(Dataset items)

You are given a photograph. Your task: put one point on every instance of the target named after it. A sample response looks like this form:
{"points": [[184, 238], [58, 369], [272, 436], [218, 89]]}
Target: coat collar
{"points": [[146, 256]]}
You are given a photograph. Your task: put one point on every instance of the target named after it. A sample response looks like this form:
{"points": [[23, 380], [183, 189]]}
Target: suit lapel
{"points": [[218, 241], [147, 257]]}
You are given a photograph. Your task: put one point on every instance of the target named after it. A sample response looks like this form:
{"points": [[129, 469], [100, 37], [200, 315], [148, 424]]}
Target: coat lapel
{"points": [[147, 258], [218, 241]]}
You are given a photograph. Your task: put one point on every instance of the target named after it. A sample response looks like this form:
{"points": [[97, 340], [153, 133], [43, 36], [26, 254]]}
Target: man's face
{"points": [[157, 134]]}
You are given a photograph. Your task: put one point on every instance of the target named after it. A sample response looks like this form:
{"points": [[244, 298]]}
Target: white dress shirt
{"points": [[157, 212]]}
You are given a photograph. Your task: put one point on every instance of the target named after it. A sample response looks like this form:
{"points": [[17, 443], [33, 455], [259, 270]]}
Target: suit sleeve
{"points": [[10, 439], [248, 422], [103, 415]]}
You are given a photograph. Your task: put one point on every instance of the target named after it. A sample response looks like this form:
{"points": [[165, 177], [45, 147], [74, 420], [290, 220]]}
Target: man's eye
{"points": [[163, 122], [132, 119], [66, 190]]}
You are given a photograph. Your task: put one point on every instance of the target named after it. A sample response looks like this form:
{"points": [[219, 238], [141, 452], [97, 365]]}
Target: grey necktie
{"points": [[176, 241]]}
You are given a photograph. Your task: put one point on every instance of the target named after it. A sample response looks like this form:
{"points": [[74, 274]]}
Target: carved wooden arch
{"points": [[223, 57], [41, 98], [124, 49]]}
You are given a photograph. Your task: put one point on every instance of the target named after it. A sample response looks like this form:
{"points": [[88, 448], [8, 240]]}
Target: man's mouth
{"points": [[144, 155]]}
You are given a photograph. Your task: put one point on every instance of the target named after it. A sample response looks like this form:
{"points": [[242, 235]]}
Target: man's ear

* Set problem:
Go through the listing and print each line exactly as it appears.

* Solution for this task:
You are given a photograph. Your task: put one point on every instance of the target named after it. A sample response looks like this form:
{"points": [[184, 238], [58, 369], [272, 436], [218, 89]]}
Target: coat collar
{"points": [[146, 256]]}
You are given a photograph. Your task: put one point on every instance of the target named after it. A sample response looks like this form:
{"points": [[23, 380], [183, 189]]}
Target: suit lapel
{"points": [[218, 241], [147, 257]]}
You are given a photograph. Your task: put one point on every instance of the target named after it. A sample response looks like this form:
{"points": [[129, 469], [100, 37], [200, 315], [148, 424]]}
Target: coat lapel
{"points": [[147, 258], [218, 241]]}
You are given a photograph. Your task: put one point on every instance of the target named after it. A sample response looks like this form:
{"points": [[97, 340], [153, 133], [43, 36], [26, 254]]}
Target: man's face
{"points": [[157, 134]]}
You are given a photograph. Your task: put one point on every instance of the target named after it. A sample response looks like this form:
{"points": [[244, 298]]}
Target: white dress shirt
{"points": [[157, 212]]}
You are given a photograph. Your task: put one point on every instance of the target named after it. A sample response looks like this form:
{"points": [[17, 443], [33, 455], [259, 270]]}
Target: suit sleeve
{"points": [[10, 439], [248, 422], [103, 415]]}
You are given a photograph. Your task: put one point on every instance of the target named after it. A sample response looks like this form:
{"points": [[165, 177], [45, 147], [74, 420], [290, 220]]}
Target: man's eye
{"points": [[163, 122], [132, 119], [66, 190]]}
You are given a photograph. Your task: put one point on every instance of the target named after it. A sample response looks like this form:
{"points": [[219, 238], [141, 452], [97, 365]]}
Target: grey necktie
{"points": [[176, 241]]}
You are given a photograph. Your task: put one point on every instance of the target named after it. A sample response looks like this form:
{"points": [[74, 274]]}
Target: carved wooden arch
{"points": [[223, 57], [41, 98], [124, 49]]}
You are given a photograph. Your task: put one point on every instance of the target named after it. A sample response looks like this form:
{"points": [[88, 448], [8, 240]]}
Target: man's mouth
{"points": [[144, 155]]}
You are given a photograph. Your task: put one point on every instance of the target named after it. A sample response looks like this form:
{"points": [[242, 235]]}
Target: man's ear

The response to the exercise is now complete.